**Exercise brief**
Pictures aside, copy every record word for word.

**Data listing**
▶

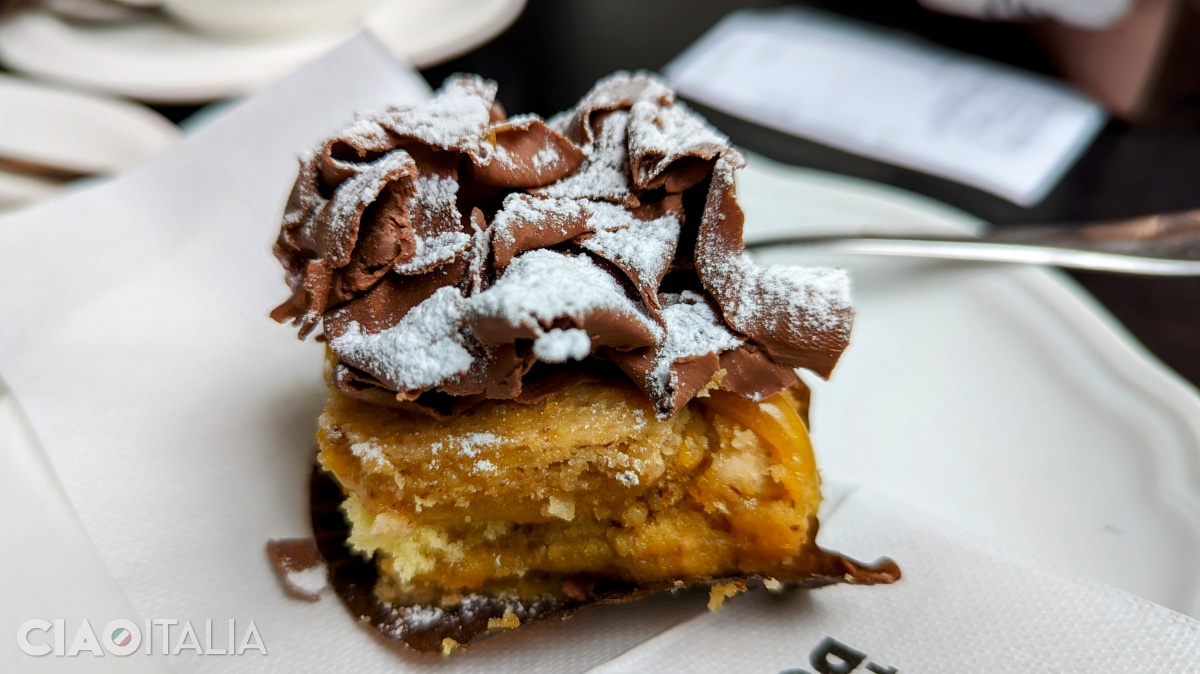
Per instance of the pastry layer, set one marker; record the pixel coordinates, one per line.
(587, 483)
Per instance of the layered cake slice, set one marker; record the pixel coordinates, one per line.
(556, 379)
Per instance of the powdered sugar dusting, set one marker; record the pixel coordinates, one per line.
(435, 251)
(693, 330)
(605, 174)
(541, 286)
(561, 345)
(366, 132)
(645, 247)
(521, 210)
(457, 116)
(546, 157)
(471, 443)
(669, 132)
(425, 349)
(811, 299)
(353, 196)
(628, 477)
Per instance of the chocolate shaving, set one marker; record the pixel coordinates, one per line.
(557, 234)
(425, 629)
(299, 565)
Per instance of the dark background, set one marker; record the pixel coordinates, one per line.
(558, 48)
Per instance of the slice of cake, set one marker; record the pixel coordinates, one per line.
(556, 379)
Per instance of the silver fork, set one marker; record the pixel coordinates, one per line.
(1157, 245)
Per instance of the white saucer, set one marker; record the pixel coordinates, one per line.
(163, 62)
(17, 188)
(78, 132)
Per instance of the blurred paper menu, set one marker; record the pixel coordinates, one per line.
(891, 97)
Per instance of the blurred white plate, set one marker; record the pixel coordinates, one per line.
(18, 188)
(78, 132)
(999, 397)
(165, 62)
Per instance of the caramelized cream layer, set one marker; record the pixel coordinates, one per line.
(585, 485)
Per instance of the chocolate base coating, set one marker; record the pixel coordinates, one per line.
(354, 579)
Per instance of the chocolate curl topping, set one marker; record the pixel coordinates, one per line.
(448, 248)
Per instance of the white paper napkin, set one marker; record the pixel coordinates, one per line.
(961, 606)
(180, 419)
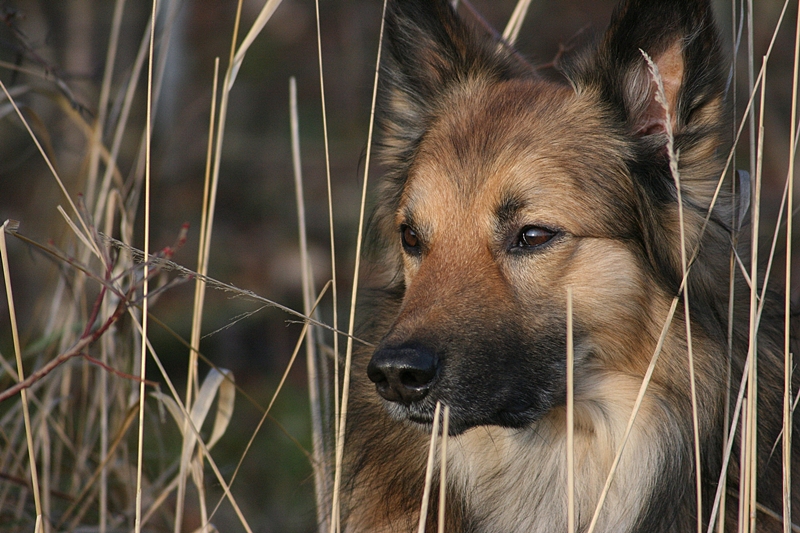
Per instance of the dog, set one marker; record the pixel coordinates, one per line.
(503, 188)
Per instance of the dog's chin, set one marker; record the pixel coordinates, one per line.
(421, 417)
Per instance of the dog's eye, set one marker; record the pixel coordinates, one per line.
(533, 236)
(410, 239)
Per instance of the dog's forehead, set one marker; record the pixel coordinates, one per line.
(537, 143)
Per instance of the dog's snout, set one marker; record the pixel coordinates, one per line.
(403, 375)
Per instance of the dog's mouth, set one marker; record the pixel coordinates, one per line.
(462, 418)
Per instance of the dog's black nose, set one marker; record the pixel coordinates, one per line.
(403, 374)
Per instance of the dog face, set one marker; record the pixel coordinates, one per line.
(505, 189)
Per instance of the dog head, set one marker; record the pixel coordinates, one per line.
(503, 189)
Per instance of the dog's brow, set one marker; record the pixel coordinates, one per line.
(507, 211)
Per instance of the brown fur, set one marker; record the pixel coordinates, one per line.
(479, 151)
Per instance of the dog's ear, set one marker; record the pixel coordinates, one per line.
(681, 38)
(429, 52)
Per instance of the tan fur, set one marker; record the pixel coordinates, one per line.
(484, 158)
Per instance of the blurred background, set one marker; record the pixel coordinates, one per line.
(52, 60)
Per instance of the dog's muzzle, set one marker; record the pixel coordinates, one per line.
(404, 374)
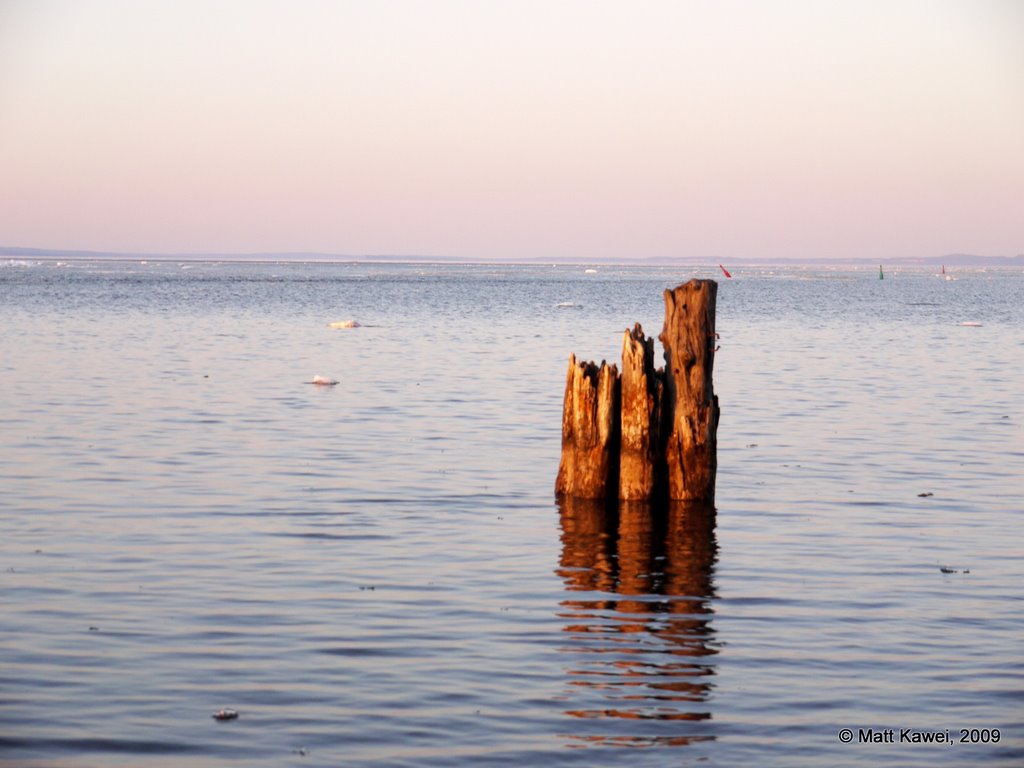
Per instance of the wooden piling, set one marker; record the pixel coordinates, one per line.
(690, 404)
(641, 464)
(650, 434)
(589, 467)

◀

**Solved problem**
Per instance of the pastry layer, set one marker; record the pixel coordinates, one per line.
(587, 483)
Per instance of the layered cake slice, set one marker; record the pixel coordinates, one per line.
(556, 379)
Per instance of the powdered sugar dusting, set one marker; record the pixel coordinates, one per line.
(435, 251)
(693, 330)
(605, 174)
(541, 286)
(561, 345)
(366, 132)
(645, 247)
(521, 210)
(457, 116)
(546, 157)
(471, 443)
(669, 132)
(425, 349)
(811, 299)
(353, 196)
(628, 477)
Per instance of the chocolate shaving, set one marker; record the pixel coordinates, one per line.
(557, 234)
(425, 629)
(299, 565)
Per instance of the dark background, set one marker; record the pixel coordinates, one per line.
(558, 48)
Per instance of the slice of cake, set one marker; record the pixel coordinates, one per line.
(556, 379)
Per instance of the silver fork, set one marker; record the pixel coordinates, one per line.
(1157, 245)
Per instance of the white saucer, set one marker; record the pixel coordinates, one per line.
(163, 62)
(17, 188)
(78, 132)
Per instance of the blurred paper menu, set one marker; record the pixel coordinates, one per line.
(891, 97)
Per instance of the blurred white plate, set one marker; record the pixel coordinates, one per line.
(18, 188)
(78, 132)
(999, 397)
(165, 62)
Per instance of the caramelized cream layer, set one marker; record the pixel coordinates, one per line.
(585, 485)
Per instance of the chocolate base coating, set one marker; record the pixel coordinates, one per line.
(354, 579)
Per instance of the chocolate curl topping, set one marker; record the pixel coordinates, one per line.
(448, 248)
Per instance of the white paper napkin, set one marker; record the pixel coordinates, one per line.
(961, 606)
(180, 419)
Per instance of the dog, set one marker; record the pixel coordinates, one per line.
(503, 188)
Per instance of the dog's chin, set one marker; record the pixel coordinates, one per line.
(421, 417)
Per instance of the dog's eye, set one marker; record the pixel coordinates, one per line.
(533, 236)
(410, 239)
Per instance of the dog's forehead, set one marker; record the pixel coordinates, one per line.
(537, 143)
Per instance of the dog's snout, set one marker; record the pixel coordinates, one per line.
(403, 375)
Per instance of the dog's mouth, set one marker; record the pixel coordinates, one per line.
(462, 418)
Per instance of the dog's black nose, set one marker; record the pixel coordinates, one per line.
(403, 374)
Per instance of the dog face, set one marker; record the pixel coordinates, one per line.
(505, 189)
Per instance of the dog head, set one marker; record the pixel coordinates, one per line.
(503, 189)
Per instance of the dog's brow, set one marker; record the pixel coordinates, one per line.
(507, 211)
Per instance of the brown fur, set one marker; record the pixel coordinates, one per line.
(479, 151)
Per instance of the dog's ear, set one marker; record the pixel coordinates, one per line.
(681, 38)
(429, 52)
Per instance of the tan fur, set one marker; record the pixel coordinates, one per line.
(484, 158)
Per instance of the blurred background, set one marker; record the pixel coordinates, one per line.
(52, 60)
Per instance of the dog's muzzle, set one marker; record the pixel coordinates, one per line.
(404, 374)
Per instance of the wooden piling, set one marker; record the pixel coordinates, one per line.
(690, 404)
(641, 464)
(650, 434)
(589, 467)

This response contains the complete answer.